» Brief 1: In the passage on substituting a power-of-attorney holder, which section of the Indian Contract Act, 1872 governs the valid appointment of a substitute attorney?

━━━ Source passage

Construction of PoA for Authority to Substitute

Powers of attorney are generally subject to strict construction. As observed in *Syed Abdul Khader v. Rami Reddy And Others* (1979 SCC 2 601, Supreme Court Of India, 1978, Ref 6), while discussing the scope of a joint PoA, the principle of strict construction is paramount. This principle implies that any authority to substitute must be clearly discernible from the terms of the PoA and will not be readily inferred if the language is ambiguous.

Acts of Substituted Attorney: Binding Effect

Once a substitute attorney is validly appointed in accordance with Section 194 of the Indian Contract Act, 1872, and the terms of the original PoA, their acts within the scope of the delegated authority bind the principal as if the principal had performed them directly. This aligns with Section 2 of the Powers of Attorney Act, 1882, which states that acts done by the donee "shall be as effectual in law as if it had been executed or done by the donee of the power in the name, and with the signature and seal, of the donor thereof" (HILARY FELSON v. M/S POWERLINK BUILDERS PVT. LTD, Kerala High Court, 2024, Ref 15).

Substitution in Legal Proceedings

The issue of substituting a PoA holder during ongoing legal proceedings has also come before the courts. In *MR. T. ANAND v. MRS. V VARALAKSHMI* (Karnataka High Court, 2021, Ref 21), the court considered an application to substitute a General Power of Attorney holder who was unable to attend court for cross-examination. The court, while allowing the substitution, noted the contention that the application did not specify whether the new GPA holder had knowledge of the transaction, a matter to be elicited during trial. Similarly, in *D.DEVI PADMANABHAN, v. AMARAVATHI FIANCE AND* (Madras High Court, 2022, Ref 23), where an original PoA holder died after examination-in-chief, another PoA holder was substituted and subjected to cross-examination. These cases suggest that substitution may be permissible for practical reasons, but the substituted attorney must meet the requisite legal standards, including personal knowledge if they are to depose on facts. The Madras High Court in *DEPARTMENT OF ATOMIC ENERGY, v. Assistant Controller of Patents and Designs* (Madras High Court, 2024, Ref 17) dealt with substitution of a fresh power of attorney in patent proceedings, indicating the procedural acceptance of such substitutions when compliant.

━━━━━━
━━━ Source records

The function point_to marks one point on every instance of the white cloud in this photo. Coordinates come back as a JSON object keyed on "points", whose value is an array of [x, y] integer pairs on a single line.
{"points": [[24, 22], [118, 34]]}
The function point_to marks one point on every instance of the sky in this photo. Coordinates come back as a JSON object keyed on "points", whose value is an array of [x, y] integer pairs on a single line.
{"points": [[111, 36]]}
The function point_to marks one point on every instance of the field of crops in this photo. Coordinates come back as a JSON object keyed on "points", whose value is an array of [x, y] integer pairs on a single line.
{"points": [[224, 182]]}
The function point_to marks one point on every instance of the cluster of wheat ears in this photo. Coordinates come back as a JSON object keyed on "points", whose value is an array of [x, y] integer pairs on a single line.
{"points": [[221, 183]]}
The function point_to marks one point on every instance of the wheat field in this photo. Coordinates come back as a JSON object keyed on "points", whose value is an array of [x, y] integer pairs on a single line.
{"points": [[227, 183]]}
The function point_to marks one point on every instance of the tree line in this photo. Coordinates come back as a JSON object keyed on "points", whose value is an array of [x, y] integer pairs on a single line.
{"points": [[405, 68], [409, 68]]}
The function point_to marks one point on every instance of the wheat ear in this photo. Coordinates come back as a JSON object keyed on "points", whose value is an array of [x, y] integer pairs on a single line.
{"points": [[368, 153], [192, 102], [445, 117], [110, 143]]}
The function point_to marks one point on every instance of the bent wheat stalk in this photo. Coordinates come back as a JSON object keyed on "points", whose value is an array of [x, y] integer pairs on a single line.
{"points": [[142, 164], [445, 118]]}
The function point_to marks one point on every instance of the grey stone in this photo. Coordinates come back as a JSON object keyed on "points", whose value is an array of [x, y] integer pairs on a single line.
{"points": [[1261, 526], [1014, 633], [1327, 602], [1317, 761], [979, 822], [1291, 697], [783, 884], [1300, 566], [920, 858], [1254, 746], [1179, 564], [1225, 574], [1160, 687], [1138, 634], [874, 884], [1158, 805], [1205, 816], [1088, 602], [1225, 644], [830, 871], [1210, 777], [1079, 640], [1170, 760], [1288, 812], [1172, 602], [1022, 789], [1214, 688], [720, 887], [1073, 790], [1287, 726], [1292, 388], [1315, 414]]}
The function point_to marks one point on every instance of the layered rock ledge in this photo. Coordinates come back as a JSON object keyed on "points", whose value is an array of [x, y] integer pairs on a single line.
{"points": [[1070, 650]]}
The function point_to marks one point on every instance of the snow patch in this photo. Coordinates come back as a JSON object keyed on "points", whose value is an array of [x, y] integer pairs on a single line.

━━━━━━

» Brief 2: Count the lines of the records that contain the string "field", and reply with the number alone.

» Task output 1: Section 194

» Task output 2: 2